## INSTRUCTION
Copy out the lines from the one containing "Annotation task —" through the one containing "[99,751,138,785]", both included, without the pictures.

## ITEMS
_ _ _

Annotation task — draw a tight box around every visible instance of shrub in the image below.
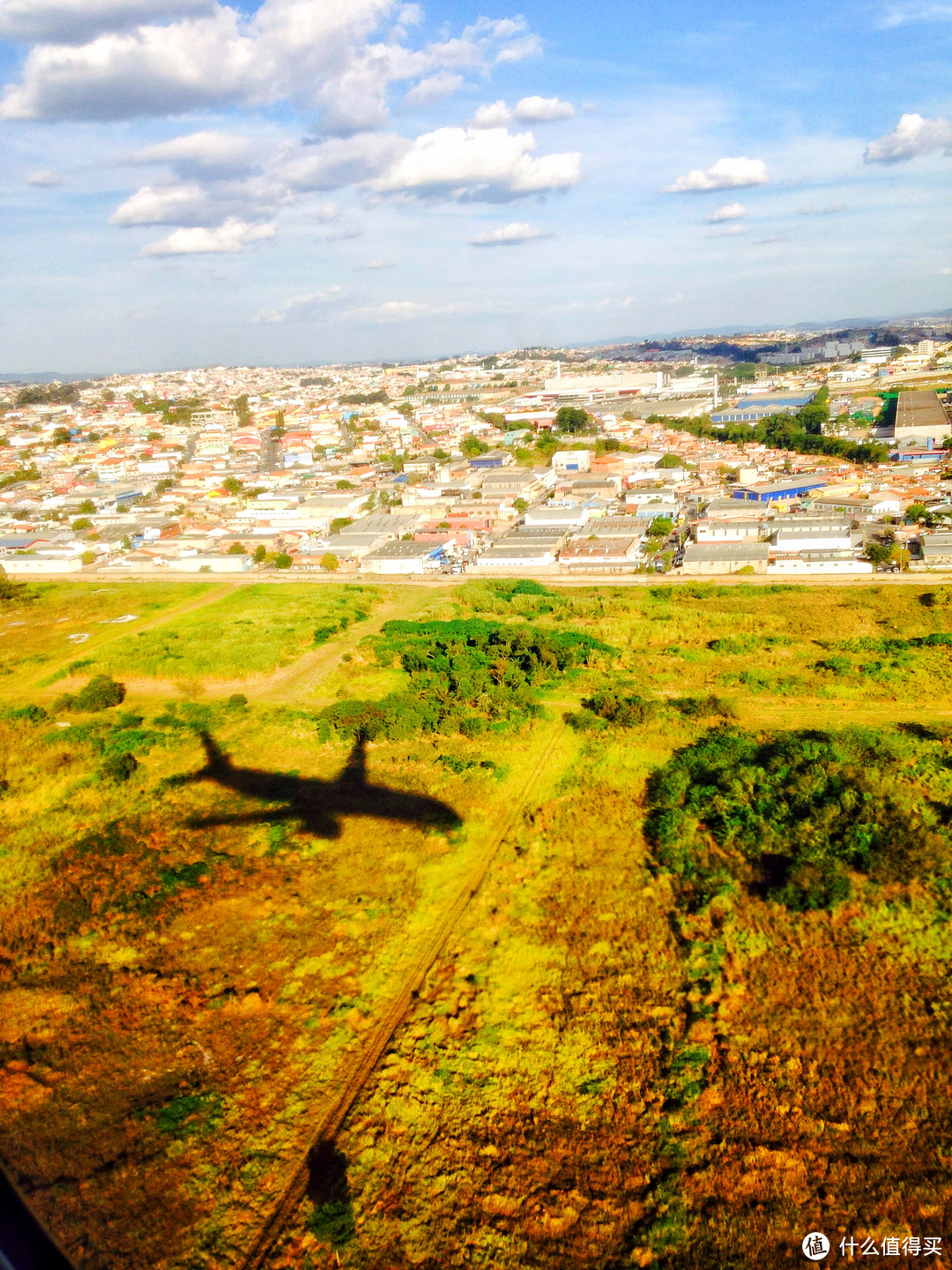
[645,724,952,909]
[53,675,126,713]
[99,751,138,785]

_ _ _

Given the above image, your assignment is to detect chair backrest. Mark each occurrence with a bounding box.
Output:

_ _ _

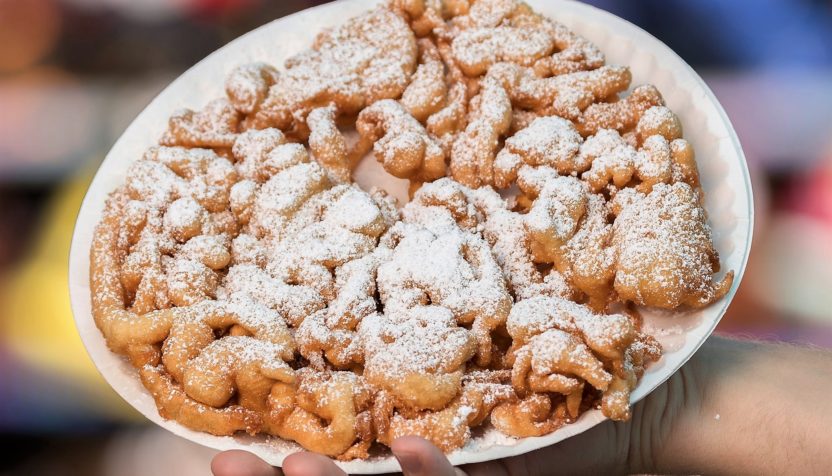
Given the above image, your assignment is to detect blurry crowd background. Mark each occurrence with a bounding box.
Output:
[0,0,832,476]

_ _ _

## EXPECTED ANSWER
Annotation task — draw a tight box around every visible instance of shrub in the image below.
[645,724,952,909]
[53,675,126,713]
[99,751,138,785]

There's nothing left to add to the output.